Start at the line of the records containing "Please identify the rocky outcrop" and continue through the final line of the records. Reproduce every one of those lines in full, multiplying each coordinate value by 2.15 and rounding to the nearest whole number, with halves rounded up.

-.-.-

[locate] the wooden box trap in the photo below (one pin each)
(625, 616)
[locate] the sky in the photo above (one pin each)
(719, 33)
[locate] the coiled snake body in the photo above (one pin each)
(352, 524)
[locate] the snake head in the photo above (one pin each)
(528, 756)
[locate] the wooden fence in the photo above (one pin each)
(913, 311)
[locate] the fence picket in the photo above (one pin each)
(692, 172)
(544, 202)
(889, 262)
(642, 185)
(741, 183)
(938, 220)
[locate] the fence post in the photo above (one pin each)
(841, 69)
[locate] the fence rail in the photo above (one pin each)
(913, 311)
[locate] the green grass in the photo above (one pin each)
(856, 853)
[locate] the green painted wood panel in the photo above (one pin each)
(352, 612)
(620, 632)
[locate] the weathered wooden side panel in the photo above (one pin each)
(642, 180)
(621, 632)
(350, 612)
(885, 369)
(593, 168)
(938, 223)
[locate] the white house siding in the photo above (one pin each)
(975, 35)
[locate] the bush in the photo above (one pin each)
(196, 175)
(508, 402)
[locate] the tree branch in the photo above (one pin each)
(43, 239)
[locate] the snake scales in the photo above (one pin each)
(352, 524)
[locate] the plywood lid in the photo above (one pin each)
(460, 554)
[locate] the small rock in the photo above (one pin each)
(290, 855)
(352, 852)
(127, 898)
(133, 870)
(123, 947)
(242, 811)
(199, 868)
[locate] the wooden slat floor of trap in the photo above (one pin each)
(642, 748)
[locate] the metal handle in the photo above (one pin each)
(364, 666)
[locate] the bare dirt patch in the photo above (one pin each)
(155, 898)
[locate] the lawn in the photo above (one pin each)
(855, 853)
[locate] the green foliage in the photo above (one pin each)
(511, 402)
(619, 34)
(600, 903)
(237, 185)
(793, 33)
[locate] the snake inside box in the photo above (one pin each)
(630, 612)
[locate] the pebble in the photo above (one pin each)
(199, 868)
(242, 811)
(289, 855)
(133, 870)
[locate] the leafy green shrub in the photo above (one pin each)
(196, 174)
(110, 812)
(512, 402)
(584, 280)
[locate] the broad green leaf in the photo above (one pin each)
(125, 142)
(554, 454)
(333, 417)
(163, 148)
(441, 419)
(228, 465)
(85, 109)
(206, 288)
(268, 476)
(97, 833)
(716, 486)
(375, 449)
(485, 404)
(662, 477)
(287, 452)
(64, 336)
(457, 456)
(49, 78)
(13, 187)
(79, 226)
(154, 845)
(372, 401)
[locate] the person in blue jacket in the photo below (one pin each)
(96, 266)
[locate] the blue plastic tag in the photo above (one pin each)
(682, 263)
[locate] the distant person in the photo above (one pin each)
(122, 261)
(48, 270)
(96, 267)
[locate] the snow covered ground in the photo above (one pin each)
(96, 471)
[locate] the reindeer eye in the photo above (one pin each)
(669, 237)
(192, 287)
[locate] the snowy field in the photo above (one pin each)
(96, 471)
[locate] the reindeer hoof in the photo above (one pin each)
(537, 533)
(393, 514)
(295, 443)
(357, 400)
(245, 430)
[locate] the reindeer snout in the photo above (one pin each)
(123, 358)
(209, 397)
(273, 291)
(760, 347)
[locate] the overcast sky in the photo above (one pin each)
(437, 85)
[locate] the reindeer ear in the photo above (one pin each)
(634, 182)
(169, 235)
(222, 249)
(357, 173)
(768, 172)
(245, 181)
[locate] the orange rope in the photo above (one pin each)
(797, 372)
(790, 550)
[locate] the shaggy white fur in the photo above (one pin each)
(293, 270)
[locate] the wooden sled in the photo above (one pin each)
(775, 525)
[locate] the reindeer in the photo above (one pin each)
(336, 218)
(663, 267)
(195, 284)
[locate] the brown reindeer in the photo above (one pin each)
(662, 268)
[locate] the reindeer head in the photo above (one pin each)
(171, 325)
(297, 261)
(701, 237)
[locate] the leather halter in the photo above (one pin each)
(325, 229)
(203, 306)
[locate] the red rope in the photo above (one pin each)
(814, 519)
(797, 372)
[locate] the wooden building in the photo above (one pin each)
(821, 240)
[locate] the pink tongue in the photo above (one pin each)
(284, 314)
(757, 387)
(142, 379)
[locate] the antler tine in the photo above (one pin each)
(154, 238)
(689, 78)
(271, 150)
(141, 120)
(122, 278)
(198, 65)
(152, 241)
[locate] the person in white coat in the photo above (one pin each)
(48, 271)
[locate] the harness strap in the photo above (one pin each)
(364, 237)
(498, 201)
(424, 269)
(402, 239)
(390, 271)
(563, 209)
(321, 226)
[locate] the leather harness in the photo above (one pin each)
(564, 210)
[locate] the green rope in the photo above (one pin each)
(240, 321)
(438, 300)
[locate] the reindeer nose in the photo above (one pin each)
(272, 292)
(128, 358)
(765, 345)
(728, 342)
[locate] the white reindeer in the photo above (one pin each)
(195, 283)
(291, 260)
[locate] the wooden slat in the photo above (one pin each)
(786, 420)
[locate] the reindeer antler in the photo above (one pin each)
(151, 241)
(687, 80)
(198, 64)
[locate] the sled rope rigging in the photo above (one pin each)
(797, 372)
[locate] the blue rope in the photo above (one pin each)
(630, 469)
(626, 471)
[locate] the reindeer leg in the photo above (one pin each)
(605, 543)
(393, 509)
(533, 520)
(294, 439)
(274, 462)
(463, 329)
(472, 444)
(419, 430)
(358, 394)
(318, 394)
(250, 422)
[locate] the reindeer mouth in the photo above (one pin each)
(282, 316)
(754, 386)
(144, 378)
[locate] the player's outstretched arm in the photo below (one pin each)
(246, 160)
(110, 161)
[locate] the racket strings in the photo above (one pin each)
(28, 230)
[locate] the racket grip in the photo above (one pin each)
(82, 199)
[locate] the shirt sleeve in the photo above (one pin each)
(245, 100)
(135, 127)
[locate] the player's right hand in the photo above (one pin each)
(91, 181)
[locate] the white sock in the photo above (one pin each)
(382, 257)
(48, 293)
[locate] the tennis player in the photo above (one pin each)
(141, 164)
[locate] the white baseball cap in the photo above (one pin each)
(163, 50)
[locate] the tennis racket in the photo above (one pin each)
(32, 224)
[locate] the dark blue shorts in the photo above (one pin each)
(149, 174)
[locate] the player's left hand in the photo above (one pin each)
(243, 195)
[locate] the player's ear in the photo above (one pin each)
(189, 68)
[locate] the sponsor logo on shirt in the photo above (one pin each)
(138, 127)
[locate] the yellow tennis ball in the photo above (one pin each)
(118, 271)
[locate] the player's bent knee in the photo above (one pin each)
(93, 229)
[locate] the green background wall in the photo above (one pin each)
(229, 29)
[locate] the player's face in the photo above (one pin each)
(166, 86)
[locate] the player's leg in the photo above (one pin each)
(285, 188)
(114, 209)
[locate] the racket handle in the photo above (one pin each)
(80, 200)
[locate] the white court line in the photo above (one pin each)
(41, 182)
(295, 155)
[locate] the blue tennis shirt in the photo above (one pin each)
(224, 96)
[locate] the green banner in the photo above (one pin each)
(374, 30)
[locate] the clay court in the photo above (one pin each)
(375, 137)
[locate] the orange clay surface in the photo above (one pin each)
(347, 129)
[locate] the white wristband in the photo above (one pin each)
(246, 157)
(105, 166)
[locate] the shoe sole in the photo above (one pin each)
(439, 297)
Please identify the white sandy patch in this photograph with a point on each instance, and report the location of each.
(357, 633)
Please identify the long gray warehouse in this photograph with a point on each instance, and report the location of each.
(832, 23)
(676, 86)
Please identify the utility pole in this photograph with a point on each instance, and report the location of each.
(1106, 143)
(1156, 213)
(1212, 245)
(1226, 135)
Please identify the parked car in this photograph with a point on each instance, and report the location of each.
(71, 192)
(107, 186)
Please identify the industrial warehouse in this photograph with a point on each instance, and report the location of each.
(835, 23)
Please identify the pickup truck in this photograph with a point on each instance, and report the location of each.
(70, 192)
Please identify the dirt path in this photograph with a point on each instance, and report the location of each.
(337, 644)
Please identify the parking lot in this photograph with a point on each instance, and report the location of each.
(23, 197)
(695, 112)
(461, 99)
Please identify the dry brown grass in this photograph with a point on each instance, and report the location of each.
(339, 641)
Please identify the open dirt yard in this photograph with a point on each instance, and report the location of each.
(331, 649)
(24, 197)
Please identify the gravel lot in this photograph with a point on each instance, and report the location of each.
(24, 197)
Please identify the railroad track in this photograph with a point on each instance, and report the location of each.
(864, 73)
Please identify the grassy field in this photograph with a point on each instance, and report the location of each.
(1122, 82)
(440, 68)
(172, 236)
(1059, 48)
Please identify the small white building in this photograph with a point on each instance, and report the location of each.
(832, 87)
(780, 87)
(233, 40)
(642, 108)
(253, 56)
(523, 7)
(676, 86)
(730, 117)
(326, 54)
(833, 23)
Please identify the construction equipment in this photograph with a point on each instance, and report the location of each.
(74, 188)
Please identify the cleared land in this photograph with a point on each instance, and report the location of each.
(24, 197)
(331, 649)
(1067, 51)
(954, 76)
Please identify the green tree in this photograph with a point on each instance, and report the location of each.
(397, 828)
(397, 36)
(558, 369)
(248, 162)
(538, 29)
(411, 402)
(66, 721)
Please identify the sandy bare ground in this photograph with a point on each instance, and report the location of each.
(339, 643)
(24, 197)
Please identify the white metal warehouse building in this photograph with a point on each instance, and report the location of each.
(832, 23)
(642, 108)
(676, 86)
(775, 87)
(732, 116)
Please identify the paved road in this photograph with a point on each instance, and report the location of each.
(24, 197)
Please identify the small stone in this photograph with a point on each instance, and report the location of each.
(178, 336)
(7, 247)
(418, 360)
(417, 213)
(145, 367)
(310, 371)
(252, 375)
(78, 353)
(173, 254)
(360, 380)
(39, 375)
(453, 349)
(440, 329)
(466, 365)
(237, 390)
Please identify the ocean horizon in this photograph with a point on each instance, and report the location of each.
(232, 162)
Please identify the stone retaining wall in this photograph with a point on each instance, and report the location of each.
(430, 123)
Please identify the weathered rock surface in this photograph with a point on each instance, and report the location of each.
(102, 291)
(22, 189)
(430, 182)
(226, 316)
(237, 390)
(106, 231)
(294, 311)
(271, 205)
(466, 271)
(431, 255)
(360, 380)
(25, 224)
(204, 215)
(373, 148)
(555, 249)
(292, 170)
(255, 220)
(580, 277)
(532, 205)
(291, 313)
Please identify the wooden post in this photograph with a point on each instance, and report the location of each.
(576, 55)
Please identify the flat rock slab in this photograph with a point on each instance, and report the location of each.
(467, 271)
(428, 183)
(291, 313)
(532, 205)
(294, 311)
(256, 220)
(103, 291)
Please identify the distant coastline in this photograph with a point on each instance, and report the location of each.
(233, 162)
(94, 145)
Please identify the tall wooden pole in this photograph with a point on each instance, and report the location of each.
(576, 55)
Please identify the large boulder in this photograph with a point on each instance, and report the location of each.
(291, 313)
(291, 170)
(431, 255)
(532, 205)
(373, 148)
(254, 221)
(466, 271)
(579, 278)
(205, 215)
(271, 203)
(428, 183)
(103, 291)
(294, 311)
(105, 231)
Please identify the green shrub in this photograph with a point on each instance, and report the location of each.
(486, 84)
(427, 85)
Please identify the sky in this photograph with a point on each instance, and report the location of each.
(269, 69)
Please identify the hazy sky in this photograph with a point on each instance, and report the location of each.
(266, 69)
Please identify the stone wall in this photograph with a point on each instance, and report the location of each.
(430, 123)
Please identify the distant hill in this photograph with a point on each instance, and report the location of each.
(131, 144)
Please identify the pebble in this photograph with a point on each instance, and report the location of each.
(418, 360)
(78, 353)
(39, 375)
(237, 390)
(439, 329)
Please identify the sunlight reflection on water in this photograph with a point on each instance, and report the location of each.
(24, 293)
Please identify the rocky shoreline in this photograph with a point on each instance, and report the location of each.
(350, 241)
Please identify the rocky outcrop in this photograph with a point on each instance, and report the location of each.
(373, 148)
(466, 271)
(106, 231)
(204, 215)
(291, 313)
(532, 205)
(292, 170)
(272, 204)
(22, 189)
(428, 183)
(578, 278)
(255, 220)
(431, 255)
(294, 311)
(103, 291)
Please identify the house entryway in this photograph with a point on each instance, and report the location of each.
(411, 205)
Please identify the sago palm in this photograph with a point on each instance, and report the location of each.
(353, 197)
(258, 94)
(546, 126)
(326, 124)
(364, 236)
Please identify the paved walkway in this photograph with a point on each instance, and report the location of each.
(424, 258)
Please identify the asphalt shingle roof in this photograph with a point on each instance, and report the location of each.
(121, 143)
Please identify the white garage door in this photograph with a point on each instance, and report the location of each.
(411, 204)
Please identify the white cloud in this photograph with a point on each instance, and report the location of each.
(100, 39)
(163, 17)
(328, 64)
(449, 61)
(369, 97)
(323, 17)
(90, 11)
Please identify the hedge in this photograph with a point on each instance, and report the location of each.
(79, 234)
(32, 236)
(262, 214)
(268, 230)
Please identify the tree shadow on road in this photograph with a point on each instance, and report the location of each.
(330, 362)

-.-.-

# [Complete answer]
Please identify the rocky outcrop in this photograph with a point on each instance, and report the location of each.
(802, 318)
(1002, 583)
(228, 497)
(439, 462)
(626, 673)
(1144, 441)
(628, 366)
(585, 439)
(47, 406)
(920, 393)
(1243, 598)
(548, 473)
(927, 548)
(632, 669)
(221, 626)
Please identify the house entryway in this photograph with a point on each instance, and report the location of each.
(884, 441)
Please identify the sago palm in this photograph with a point on each instance, and report the location of each.
(759, 424)
(555, 202)
(1174, 271)
(701, 267)
(783, 507)
Please identify the paved walkway in this photograph with a point on each instance, and report the location of each.
(912, 555)
Please identify the asphalt shingle roof in this photograph with a point on each instance, and report the location of each.
(260, 307)
Please identify the white garage door in this photograph with a point on each instance, and report the location of each.
(884, 439)
Please identify the white cloud in this photograph with a point on each instance, and report the location of each.
(215, 84)
(350, 37)
(705, 138)
(965, 131)
(793, 209)
(694, 37)
(194, 24)
Please identify the hedge in this photograph with a point on each instance, and report the location of each.
(170, 503)
(69, 507)
(563, 460)
(576, 495)
Please identify the tree shadow on road in this photograph with a point on each instance, and report the location of each.
(710, 778)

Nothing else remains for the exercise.